--- Stored data ---
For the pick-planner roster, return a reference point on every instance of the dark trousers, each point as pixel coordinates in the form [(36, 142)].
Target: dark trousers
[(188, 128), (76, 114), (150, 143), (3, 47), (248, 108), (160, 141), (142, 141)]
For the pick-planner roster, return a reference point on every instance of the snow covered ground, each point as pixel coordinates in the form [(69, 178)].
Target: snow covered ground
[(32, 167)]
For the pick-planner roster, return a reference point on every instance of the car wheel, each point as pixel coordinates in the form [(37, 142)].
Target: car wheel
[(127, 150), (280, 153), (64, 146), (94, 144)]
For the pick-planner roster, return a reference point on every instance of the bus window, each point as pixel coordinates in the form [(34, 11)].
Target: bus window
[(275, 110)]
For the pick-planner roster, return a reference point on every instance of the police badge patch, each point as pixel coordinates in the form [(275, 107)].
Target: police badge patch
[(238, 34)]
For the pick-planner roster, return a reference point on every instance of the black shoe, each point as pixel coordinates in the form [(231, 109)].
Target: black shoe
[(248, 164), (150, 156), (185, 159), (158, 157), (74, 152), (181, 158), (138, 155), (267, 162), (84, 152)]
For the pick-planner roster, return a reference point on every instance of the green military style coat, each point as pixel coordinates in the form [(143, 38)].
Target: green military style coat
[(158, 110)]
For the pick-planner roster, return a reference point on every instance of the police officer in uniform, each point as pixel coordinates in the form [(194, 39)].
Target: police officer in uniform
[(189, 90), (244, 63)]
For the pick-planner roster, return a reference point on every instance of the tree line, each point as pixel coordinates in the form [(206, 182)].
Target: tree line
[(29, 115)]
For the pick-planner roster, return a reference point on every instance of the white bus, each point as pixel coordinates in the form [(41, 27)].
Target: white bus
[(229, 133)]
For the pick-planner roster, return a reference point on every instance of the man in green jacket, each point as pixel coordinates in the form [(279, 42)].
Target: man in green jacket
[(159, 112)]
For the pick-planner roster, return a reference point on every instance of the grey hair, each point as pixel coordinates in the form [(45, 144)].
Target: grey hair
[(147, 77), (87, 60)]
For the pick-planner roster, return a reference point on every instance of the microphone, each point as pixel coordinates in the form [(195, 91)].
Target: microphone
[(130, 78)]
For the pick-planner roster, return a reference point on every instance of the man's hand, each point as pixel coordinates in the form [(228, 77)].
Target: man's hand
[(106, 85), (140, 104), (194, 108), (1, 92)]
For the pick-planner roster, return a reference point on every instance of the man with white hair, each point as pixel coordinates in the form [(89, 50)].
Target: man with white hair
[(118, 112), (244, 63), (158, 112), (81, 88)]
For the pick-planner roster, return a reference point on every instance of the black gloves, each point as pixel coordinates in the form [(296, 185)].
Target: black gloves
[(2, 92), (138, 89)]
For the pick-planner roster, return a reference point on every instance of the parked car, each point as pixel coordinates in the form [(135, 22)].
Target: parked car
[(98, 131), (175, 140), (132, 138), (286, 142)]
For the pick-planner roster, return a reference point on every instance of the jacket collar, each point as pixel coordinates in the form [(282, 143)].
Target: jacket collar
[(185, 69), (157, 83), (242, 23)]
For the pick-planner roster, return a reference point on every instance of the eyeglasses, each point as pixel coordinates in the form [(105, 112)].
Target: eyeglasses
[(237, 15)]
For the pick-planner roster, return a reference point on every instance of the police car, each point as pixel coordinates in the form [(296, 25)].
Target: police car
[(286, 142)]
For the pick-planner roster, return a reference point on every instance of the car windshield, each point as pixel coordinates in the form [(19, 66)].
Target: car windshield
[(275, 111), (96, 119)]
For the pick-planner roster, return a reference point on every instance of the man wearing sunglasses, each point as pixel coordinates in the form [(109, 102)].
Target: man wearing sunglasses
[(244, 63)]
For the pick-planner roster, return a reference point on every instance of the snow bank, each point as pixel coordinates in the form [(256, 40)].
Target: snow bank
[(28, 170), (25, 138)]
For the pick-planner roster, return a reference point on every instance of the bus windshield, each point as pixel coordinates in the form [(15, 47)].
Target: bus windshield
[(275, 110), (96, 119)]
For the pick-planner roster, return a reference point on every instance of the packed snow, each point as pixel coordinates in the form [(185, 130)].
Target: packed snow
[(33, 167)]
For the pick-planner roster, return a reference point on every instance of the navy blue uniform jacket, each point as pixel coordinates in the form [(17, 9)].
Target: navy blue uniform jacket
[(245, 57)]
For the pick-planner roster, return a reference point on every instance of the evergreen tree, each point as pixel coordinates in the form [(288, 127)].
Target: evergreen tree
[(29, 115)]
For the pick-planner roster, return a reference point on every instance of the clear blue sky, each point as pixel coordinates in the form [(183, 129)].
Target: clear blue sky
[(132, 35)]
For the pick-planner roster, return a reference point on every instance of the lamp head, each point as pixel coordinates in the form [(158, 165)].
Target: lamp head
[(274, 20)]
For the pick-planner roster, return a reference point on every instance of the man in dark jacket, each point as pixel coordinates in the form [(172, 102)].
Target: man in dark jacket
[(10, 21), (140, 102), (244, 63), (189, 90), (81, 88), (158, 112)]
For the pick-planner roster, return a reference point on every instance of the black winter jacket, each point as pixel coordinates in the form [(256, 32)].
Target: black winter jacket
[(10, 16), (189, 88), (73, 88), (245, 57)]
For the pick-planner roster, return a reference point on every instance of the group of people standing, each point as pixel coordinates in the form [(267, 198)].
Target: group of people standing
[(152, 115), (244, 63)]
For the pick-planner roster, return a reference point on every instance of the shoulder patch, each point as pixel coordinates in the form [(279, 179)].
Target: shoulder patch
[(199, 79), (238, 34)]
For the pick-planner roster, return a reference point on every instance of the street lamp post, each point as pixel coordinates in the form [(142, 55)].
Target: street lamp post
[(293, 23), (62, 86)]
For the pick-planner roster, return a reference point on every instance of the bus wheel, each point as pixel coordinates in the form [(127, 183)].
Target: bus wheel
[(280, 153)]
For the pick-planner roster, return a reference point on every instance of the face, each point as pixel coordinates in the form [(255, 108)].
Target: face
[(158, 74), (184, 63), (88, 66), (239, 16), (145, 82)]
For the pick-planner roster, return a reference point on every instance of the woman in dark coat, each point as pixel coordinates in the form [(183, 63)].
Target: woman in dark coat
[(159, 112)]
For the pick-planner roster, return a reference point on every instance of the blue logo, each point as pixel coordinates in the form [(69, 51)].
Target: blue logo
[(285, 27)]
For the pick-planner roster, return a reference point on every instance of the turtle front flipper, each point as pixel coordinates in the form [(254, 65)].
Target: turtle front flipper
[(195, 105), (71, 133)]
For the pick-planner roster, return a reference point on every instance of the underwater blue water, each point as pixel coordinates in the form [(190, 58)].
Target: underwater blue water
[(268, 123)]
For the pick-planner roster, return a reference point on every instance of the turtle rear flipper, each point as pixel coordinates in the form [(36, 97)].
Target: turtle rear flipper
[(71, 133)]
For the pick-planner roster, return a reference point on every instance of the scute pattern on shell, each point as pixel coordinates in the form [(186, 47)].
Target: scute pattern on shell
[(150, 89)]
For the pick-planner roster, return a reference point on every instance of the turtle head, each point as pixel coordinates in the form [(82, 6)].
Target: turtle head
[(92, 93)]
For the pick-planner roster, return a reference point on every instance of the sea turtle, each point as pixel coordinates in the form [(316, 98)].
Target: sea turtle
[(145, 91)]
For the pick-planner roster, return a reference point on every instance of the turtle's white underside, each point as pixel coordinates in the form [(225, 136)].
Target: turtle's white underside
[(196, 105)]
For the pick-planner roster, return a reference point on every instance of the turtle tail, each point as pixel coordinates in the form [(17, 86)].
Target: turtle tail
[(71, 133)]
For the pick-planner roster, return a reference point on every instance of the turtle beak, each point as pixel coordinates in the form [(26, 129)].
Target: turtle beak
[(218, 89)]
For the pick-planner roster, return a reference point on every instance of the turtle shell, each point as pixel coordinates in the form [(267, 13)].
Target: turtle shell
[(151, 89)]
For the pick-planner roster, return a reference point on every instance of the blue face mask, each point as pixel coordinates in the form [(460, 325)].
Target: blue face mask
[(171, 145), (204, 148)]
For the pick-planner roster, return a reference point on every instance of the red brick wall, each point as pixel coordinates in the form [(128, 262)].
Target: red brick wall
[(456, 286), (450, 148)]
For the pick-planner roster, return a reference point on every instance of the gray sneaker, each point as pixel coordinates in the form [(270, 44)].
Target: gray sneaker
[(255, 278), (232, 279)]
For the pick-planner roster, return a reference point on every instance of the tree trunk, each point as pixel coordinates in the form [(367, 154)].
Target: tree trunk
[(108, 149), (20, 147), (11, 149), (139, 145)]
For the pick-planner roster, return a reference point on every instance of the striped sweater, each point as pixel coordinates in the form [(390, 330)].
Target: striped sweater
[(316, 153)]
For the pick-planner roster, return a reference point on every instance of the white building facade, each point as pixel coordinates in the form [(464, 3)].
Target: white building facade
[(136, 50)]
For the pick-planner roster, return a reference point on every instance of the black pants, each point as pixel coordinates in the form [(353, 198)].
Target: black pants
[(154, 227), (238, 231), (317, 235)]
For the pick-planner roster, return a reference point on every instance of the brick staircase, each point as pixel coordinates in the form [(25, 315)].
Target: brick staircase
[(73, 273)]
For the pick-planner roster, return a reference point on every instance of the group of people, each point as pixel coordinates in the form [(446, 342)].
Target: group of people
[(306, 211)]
---
Requirements: Swap "dark trousers" for "gray trousers" in the records, starting with the first line and going on through the line with "[(32, 167)]", and write those lines out again with nothing else altered.

Written answer:
For the pick-planner roster, return a reference point on every instance of the gray trousers, each point as pixel coordinates in the form [(36, 142)].
Target: gray trousers
[(188, 128), (76, 114), (150, 143), (3, 47), (248, 108), (160, 141), (142, 141)]
For the pick-planner roster, return a reference point on every instance of the snow covered ground, each point as pixel coordinates in the form [(69, 178)].
Target: snow covered ground
[(32, 167)]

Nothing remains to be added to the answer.